>> START DATASET RECORDS

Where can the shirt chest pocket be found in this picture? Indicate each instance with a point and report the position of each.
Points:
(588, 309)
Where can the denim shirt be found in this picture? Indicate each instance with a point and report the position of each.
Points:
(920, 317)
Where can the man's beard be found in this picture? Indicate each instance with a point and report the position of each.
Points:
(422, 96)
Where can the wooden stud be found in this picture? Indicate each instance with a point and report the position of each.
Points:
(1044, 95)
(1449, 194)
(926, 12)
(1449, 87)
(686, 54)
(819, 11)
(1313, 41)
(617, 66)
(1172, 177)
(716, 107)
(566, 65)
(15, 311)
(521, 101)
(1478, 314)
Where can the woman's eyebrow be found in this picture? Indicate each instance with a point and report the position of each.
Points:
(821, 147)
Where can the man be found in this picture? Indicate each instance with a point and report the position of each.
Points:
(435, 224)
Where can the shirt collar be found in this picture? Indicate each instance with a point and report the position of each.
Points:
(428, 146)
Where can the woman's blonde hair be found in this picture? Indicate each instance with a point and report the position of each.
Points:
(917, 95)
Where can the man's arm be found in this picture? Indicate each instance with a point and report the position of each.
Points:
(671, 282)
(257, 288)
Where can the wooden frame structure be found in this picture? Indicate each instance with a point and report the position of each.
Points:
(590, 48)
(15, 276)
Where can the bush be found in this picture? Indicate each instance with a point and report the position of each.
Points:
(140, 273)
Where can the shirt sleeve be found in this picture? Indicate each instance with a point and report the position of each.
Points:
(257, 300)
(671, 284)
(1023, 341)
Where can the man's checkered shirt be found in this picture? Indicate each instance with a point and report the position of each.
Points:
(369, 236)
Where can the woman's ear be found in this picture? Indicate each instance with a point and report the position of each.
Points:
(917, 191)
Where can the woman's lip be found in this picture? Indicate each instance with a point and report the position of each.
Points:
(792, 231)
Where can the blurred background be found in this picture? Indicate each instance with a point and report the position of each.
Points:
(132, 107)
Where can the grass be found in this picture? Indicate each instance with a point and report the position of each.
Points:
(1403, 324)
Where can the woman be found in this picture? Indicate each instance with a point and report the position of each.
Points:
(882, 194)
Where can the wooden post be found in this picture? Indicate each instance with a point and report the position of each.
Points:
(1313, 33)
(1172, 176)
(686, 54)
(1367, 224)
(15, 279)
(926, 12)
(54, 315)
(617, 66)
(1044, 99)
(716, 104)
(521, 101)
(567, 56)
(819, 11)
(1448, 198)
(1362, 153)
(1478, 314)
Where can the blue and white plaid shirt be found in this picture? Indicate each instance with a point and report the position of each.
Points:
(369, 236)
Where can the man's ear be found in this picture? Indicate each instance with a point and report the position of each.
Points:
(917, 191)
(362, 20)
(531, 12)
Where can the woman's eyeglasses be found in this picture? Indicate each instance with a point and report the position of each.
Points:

>> END DATASET RECORDS

• [EXERCISE AIM]
Write out word for word the lines of the entries, starting with the line that contains "Where can the wooden post" and going on through the last line of the entries.

• [EXERCISE SOLUTION]
Where can the wooden post be found in this picture? Indicate each instance with a point and report the position of each.
Points:
(1313, 33)
(1172, 176)
(686, 54)
(1367, 224)
(15, 279)
(926, 12)
(54, 315)
(617, 66)
(1044, 99)
(716, 104)
(521, 101)
(567, 56)
(819, 11)
(1448, 198)
(1362, 153)
(1478, 314)
Where can the blue and white plaid shirt be found in this picture? Indicate each instance with a point and report the position of each.
Points:
(369, 236)
Where can the man's ear be found in this picture? Indicate each instance with a point and report the position of each.
Points:
(917, 191)
(362, 20)
(531, 12)
Where can the woman's eyeglasses be found in this picture? Indicate each instance with a point and report the position of each.
Points:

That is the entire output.